Task statement – Your output is one number, the count of lines in the listing below that hold the word "black".

[Data extracts Boundary: Start]

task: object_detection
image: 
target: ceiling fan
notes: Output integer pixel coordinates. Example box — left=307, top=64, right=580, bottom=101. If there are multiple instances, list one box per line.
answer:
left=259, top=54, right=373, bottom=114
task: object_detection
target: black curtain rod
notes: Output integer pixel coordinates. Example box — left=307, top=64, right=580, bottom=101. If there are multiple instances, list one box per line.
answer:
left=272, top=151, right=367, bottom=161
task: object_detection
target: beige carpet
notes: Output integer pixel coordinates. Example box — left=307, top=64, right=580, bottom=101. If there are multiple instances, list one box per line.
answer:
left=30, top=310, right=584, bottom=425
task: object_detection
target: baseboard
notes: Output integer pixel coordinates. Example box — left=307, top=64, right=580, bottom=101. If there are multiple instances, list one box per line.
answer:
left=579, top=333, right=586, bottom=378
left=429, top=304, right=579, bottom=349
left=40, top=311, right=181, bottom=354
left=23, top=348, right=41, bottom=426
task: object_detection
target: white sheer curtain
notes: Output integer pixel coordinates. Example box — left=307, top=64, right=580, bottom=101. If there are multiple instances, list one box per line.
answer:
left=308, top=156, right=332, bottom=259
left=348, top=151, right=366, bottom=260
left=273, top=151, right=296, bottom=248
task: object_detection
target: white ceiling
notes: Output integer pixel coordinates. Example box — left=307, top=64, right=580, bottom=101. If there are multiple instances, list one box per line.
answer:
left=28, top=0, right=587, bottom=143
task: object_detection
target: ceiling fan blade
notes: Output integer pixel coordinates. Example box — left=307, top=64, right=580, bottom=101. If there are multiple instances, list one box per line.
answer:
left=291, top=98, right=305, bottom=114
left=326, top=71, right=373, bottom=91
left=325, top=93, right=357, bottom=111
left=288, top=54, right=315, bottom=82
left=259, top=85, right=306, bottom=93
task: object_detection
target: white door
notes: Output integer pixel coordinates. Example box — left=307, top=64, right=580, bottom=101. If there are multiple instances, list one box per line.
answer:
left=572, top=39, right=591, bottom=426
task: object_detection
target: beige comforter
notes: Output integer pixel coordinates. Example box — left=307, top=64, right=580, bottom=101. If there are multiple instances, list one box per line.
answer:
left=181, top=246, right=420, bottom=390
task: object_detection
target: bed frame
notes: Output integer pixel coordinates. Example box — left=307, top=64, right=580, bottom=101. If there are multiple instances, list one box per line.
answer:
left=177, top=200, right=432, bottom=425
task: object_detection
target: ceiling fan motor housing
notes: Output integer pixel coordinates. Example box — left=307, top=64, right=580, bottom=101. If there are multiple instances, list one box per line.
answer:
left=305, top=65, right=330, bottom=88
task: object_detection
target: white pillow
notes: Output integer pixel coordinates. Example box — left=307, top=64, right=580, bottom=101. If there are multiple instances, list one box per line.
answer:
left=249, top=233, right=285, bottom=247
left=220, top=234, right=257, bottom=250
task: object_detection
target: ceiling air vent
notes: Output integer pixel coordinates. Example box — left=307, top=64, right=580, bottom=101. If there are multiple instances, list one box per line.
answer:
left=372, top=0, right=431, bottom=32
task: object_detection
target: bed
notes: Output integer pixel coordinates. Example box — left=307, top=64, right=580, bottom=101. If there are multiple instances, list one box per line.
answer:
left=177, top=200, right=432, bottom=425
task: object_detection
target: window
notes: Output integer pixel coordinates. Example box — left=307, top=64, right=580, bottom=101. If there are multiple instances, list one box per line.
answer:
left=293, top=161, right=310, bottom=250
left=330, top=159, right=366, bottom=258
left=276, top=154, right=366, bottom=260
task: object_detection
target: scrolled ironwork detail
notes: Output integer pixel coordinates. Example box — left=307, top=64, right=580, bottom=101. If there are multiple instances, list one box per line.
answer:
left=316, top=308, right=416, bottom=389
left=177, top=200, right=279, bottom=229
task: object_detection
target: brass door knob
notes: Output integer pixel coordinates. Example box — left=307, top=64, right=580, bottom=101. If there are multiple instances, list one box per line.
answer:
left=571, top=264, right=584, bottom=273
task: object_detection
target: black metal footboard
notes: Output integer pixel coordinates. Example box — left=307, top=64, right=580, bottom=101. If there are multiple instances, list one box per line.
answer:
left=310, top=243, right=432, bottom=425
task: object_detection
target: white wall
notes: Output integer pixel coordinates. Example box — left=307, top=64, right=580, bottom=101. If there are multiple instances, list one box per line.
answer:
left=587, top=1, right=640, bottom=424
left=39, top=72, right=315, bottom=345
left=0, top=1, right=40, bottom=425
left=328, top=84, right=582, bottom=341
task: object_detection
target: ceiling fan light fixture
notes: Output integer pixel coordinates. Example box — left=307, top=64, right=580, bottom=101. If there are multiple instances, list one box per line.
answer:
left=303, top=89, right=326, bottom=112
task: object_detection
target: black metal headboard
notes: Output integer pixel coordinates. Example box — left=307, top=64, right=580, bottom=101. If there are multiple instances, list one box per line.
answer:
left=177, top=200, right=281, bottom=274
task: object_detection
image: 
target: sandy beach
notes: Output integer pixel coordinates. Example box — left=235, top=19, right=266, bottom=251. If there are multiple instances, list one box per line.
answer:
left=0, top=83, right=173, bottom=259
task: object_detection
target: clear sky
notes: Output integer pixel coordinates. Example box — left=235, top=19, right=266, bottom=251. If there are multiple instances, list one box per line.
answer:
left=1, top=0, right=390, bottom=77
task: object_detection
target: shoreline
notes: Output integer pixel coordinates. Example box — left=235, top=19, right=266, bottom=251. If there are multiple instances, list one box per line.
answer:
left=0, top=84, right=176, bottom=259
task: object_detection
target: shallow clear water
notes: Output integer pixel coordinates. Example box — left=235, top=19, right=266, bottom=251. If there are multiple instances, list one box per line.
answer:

[Data extracts Boundary: End]

Problem solution – 3